* **Work instructions**
Rewrite the lines of the listing below as a JSON list of strings, one string per line, from the line with "Task: Where can the multi-story" to the line with "x=432, y=343", including both of those lines. Omit any blank lines.

* **Point labeling examples**
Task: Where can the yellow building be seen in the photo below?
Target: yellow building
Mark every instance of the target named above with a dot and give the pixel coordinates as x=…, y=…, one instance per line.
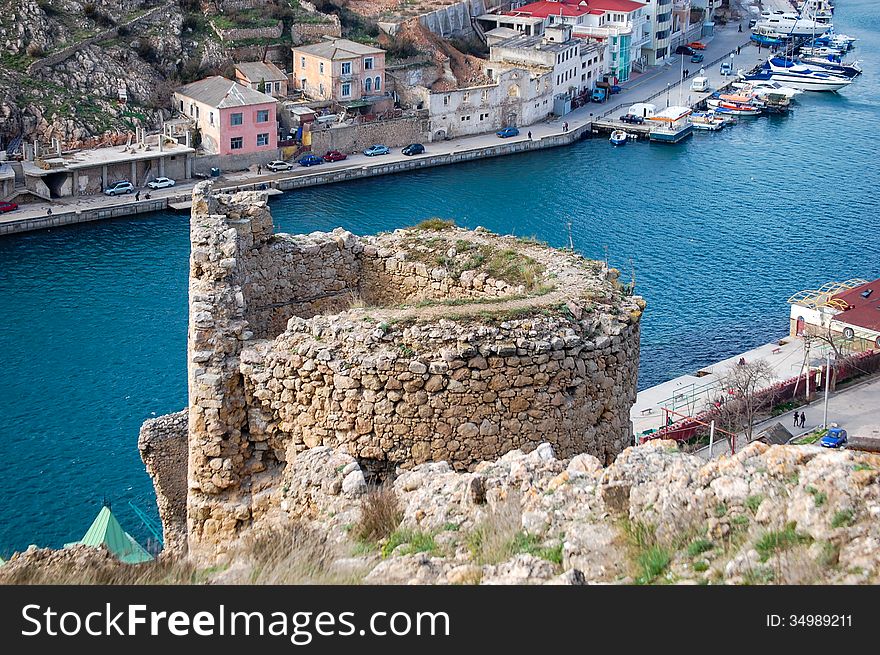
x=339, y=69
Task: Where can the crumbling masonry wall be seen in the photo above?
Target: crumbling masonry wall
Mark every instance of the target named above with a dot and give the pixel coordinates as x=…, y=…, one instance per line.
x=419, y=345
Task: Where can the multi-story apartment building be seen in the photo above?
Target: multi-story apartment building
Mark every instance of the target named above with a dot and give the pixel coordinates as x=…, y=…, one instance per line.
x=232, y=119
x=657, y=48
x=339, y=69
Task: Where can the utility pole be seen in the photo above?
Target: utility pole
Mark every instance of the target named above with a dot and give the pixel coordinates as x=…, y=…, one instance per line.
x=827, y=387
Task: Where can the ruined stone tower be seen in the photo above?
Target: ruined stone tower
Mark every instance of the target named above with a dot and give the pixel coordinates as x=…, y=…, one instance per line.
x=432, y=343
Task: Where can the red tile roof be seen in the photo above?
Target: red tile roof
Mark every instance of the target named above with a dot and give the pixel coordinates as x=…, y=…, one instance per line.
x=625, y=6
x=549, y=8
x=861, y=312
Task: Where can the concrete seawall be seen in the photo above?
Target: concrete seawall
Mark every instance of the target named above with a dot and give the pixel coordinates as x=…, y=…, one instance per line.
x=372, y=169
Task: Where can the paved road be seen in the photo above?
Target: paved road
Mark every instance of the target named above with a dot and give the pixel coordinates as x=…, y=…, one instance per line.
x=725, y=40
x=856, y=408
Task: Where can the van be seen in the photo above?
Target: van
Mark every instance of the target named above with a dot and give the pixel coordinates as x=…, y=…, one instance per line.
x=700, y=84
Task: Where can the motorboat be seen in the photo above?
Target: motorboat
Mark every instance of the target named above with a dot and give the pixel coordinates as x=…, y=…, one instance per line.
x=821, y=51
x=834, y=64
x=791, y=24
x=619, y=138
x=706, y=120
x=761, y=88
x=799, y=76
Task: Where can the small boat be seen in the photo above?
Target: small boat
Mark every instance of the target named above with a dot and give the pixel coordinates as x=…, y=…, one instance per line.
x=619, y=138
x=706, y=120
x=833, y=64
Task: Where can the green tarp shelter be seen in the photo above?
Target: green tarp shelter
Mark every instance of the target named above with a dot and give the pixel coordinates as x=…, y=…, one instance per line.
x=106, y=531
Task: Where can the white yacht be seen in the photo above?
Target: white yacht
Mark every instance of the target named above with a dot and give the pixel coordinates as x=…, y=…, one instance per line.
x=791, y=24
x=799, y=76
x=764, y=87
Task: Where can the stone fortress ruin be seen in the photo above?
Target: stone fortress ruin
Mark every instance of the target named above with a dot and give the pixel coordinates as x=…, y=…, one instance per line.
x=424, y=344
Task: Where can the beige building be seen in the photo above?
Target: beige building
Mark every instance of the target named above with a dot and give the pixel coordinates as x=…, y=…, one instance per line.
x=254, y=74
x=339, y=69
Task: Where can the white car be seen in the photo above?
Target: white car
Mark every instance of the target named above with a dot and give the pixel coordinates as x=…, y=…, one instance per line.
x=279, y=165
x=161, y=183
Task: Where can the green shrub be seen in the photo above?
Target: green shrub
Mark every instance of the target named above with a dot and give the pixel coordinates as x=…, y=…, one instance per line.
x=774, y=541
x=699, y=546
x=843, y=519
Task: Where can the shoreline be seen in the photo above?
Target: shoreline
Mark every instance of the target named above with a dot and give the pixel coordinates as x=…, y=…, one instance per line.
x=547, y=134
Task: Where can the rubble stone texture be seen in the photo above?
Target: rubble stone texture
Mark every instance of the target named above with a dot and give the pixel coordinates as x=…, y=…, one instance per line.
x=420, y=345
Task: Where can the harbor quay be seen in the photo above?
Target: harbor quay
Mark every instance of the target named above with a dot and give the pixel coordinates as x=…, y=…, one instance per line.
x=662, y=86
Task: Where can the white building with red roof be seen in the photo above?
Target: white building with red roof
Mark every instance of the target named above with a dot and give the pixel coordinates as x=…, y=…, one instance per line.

* **Response to the task**
[
  "Task: Where can the multi-story apartment building be seen in the photo above?",
  "Target: multi-story apartment building",
  "Mark every instance of the target named above with a dot and give the pixel coordinates as x=…, y=…, one instance per line.",
  "x=232, y=119",
  "x=657, y=48",
  "x=339, y=69",
  "Task: Where can the utility pole be seen in the photo above?",
  "Target: utility pole",
  "Mark every instance of the target named above with a dot and give the pixel coordinates as x=…, y=…, one instance per line.",
  "x=827, y=387",
  "Task: Where can the ruined stone tower be seen in the photo above?",
  "Target: ruined stone tower",
  "Mark every instance of the target named above with a dot and give the pixel coordinates as x=…, y=…, one instance per line.",
  "x=432, y=343"
]